Skip to main content

Scan your Elasticsearch/OpenSearch cluster. Find dead indices, wasted storage, and cost savings.

Project description

Prunr

Scan your Elasticsearch / OpenSearch cluster. Find dead indices, wasted storage, and cost savings.

Prunr is a read-only CLI tool that connects to your cluster, analyzes index usage patterns, and tells you exactly what you can safely delete, shrink, or archive — with confidence levels and estimated savings.

Prunr never writes to your cluster. All operations are read-only. It uses _cat/indices, _stats, and _cluster/health — nothing else.


Install

pip install prunr

Or with pipx (recommended):

pipx install prunr

Requires Python 3.11+.

Quick start

# Scan a cluster
prunr scan --host http://localhost:9200

# With authentication
prunr scan --host https://my-cluster:9200 --user admin --password secret

# Save JSON report
prunr scan --host http://localhost:9200 --format json --output report.json

# Try it without a cluster (built-in demo data)

● Instructions
**a)** Transcribe the passage of the Prunr project description that begins with the words containing "Prunr is a read-only" and ends with "and estimated savings.".
**b)** Pick up the Prunr project description after its final line and keep writing it.

● Stored records
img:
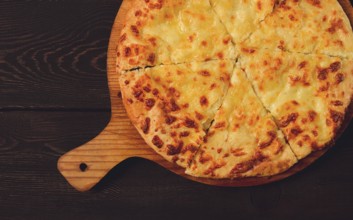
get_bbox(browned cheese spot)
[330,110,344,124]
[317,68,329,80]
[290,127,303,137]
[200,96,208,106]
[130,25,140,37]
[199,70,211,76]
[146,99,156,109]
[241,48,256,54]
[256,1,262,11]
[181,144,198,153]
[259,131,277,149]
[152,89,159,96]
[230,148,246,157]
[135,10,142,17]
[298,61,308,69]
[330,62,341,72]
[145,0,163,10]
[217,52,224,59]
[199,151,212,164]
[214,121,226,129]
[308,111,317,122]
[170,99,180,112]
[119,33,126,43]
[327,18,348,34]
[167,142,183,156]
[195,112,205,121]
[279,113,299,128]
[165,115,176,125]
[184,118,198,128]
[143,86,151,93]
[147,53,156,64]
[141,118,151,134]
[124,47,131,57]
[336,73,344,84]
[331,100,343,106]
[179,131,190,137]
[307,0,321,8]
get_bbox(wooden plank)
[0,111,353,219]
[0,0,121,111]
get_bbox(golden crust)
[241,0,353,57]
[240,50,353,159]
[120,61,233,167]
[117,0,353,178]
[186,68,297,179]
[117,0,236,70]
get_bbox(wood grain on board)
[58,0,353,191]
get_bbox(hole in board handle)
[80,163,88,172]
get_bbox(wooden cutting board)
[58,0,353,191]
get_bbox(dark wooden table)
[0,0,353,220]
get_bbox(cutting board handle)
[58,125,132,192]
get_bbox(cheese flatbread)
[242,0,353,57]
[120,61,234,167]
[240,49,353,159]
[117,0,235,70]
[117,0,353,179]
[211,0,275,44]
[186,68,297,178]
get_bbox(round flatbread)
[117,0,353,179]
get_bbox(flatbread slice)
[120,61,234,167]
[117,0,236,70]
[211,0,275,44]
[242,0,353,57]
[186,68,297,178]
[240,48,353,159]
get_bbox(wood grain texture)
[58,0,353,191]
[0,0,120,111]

* * *

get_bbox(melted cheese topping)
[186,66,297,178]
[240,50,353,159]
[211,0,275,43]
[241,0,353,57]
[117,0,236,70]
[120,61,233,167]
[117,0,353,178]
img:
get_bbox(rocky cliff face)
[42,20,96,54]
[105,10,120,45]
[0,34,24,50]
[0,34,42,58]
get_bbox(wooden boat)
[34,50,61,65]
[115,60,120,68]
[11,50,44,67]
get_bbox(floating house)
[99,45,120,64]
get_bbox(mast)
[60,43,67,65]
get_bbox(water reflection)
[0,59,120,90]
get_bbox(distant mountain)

...

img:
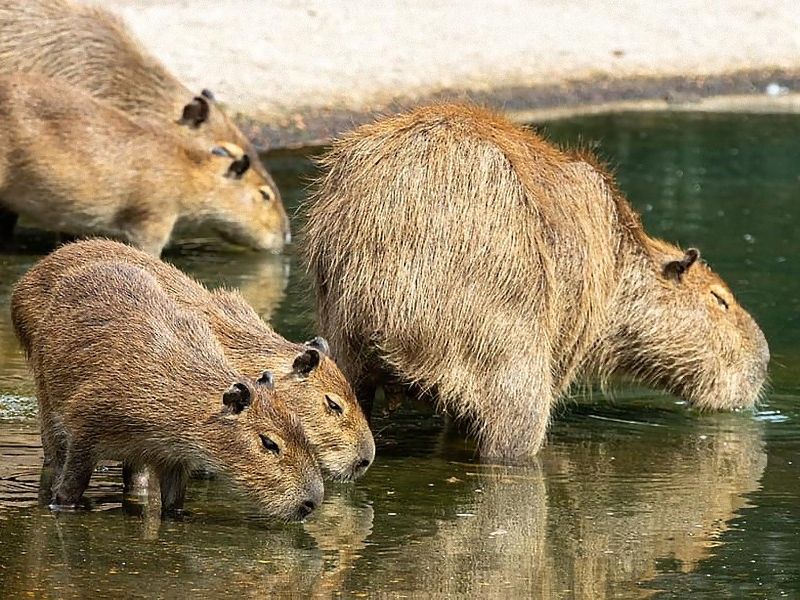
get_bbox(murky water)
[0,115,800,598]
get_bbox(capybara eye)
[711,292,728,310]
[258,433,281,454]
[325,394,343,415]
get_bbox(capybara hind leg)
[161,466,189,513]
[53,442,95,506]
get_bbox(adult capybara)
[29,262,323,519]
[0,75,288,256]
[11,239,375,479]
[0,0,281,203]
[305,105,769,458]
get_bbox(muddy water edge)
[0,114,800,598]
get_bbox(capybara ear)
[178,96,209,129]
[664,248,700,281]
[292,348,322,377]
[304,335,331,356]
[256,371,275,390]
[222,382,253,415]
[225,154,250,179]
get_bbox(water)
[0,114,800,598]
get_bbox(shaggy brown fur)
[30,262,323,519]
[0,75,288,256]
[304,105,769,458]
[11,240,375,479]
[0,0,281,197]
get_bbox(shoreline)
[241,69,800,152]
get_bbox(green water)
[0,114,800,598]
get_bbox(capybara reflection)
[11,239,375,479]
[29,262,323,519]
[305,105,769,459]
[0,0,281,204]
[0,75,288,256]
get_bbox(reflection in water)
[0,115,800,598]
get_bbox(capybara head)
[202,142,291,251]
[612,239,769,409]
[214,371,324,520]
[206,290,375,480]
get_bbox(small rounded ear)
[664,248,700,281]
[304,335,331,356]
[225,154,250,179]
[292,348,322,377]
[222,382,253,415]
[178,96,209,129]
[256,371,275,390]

● Responses per task
**a)**
Prunr is a read-only CLI tool that connects to your cluster, analyzes index usage patterns, and tells you exactly what you can safely delete, shrink, or archive — with confidence levels and estimated savings.

**b)**
prunr scan --demo

Sample output

╭──────────────────────────────────────────────────────────────────────────────╮
│ PRUNR CLUSTER REPORT                                                         │
│ Cluster: prod-logging-cluster  |  26 indices  |  1024.3 GB  |  12 nodes      │
│ Scanned: 2026-04-13 01:24:38 UTC                                             │
╰──────────────────────────────────────────────────────────────────────────────╯

╭─────────────────────────────── Cost Overview ────────────────────────────────╮
│   ESTIMATED MONTHLY COST:  $102                                              │
│   ESTIMATED ANNUAL WASTE:  $167                                              │
╰──────────────────────────────────────────────────────────────────────────────╯

TOP RECOMMENDATIONS (by annual savings)

  1. REVIEW  api-access-* (multiple patterns)  (90.3 GB)
     Confidence: LOW
     Annual savings: $54
     Reasoning:
       ⚠ Service 'api-access' appears in 2 different index patterns
       ⚠ These may contain overlapping data from multiple pipelines

  2. DELETE  filebeat-2024.01  (26.1 GB)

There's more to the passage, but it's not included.